# What to work on
Reproduce the full article on the 2015 Ghost Ranch flash flood word for word, with no changes.

2015 Ghost Ranch flash flood
- Date: 7 July 2015
- Duration: 30-45 minutes
- Location: Ghost Ranch in Abiquiú, New Mexico, United States;
- Type: Flash flood

= 2015 Ghost Ranch flash flood =

2015 flash flood in New Mexico, USA

On the evening of 7 July 2015, a flash flood occurred as a result of a large storm in the art education and retreat center Ghost Ranch, which is near Abiquiú, New Mexico, United States. There were several hundred people at the ranch during the flood, but the flood did not cause any injuries or deaths. The flood caused the destruction of several facilities on the ranch, which are planned to eventually be reconstructed.

==Background==
Throughout the summer of 2015, a great portion of the state of New Mexico was experiencing a wet season, likely because of an El Niño, which included several cases of heavy rain, hail, and storms. A similar flash flood had occurred on the morning of June 27 of the same year at Philmont Scout Ranch, a Scouting reserve near Cimarron, New Mexico. There had also been street and highway flash floods in various parts of New Mexico throughout that summer. The National Weather Service claimed that there had not been any floods in the Ghost Ranch area before the 2015 flood of this extremity in their records.

==Course of events==
A large storm with heavy rain occurred at Ghost Ranch on 7 July 2015. That evening, arroyos in the area had overflowed, causing a flash flood, with waters up to 27 feet at the highest, to sweep through a large portion of the property. People at the ranch were soon evacuated onto higher grounds, and the evacuation was successful; none were injured or killed. The flood destroyed several buildings at the ranch, eroded two trails, and caused boulders to tumble down from the mesas. Some claimed that the flood ended 30 to 45 minutes later.

# Raw records
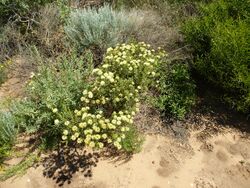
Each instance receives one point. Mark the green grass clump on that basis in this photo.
(19, 169)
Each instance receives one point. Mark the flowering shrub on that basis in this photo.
(111, 101)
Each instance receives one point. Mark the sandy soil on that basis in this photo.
(221, 161)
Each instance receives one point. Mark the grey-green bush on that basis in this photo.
(98, 28)
(53, 92)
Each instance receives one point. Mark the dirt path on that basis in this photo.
(14, 85)
(222, 161)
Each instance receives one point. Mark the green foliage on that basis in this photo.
(8, 132)
(54, 88)
(109, 104)
(98, 28)
(176, 90)
(221, 41)
(19, 169)
(11, 9)
(3, 73)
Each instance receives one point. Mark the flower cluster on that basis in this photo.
(110, 104)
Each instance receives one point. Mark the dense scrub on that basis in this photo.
(93, 64)
(221, 41)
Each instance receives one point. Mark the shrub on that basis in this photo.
(176, 90)
(13, 9)
(111, 101)
(220, 39)
(8, 132)
(54, 88)
(98, 28)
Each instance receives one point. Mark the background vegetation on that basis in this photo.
(207, 38)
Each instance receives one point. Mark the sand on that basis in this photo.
(221, 161)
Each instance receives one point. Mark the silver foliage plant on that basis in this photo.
(103, 27)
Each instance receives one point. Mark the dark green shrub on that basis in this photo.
(176, 90)
(221, 42)
(8, 131)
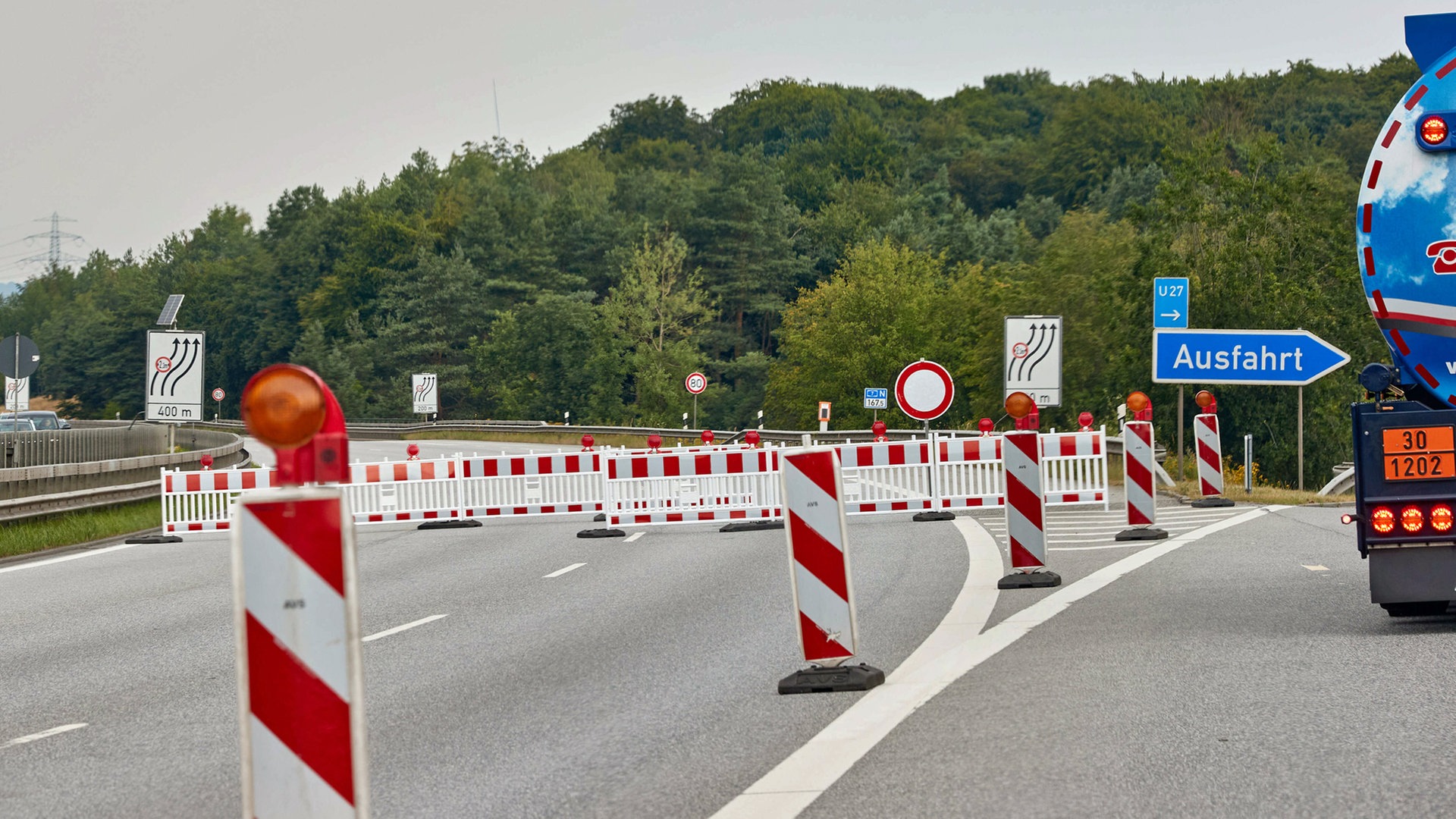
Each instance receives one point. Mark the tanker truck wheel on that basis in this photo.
(1416, 610)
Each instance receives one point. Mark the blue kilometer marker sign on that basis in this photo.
(1169, 302)
(1288, 357)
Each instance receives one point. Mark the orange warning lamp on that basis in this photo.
(1141, 406)
(291, 410)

# Response for this exercise
2015 Ghost Ranch flash flood
- Date: 7 July 2015
- Duration: 30-45 minutes
- Location: Ghost Ranch in Abiquiú, New Mexico, United States;
- Type: Flash flood

= 2015 Ghost Ranch flash flood =

2015 flash flood in New Mexico, USA

On the evening of 7 July 2015, a flash flood occurred as a result of a large storm in the art education and retreat center Ghost Ranch, which is near Abiquiú, New Mexico, United States. There were several hundred people at the ranch during the flood, but the flood did not cause any injuries or deaths. The flood caused the destruction of several facilities on the ranch, which are planned to eventually be reconstructed.

==Background==
Throughout the summer of 2015, a great portion of the state of New Mexico was experiencing a wet season, likely because of an El Niño, which included several cases of heavy rain, hail, and storms. A similar flash flood had occurred on the morning of June 27 of the same year at Philmont Scout Ranch, a Scouting reserve near Cimarron, New Mexico. There had also been street and highway flash floods in various parts of New Mexico throughout that summer. The National Weather Service claimed that there had not been any floods in the Ghost Ranch area before the 2015 flood of this extremity in their records.

==Course of events==
A large storm with heavy rain occurred at Ghost Ranch on 7 July 2015. That evening, arroyos in the area had overflowed, causing a flash flood, with waters up to 27 feet at the highest, to sweep through a large portion of the property. People at the ranch were soon evacuated onto higher grounds, and the evacuation was successful; none were injured or killed. The flood destroyed several buildings at the ranch, eroded two trails, and caused boulders to tumble down from the mesas. Some claimed that the flood ended 30 to 45 minutes later.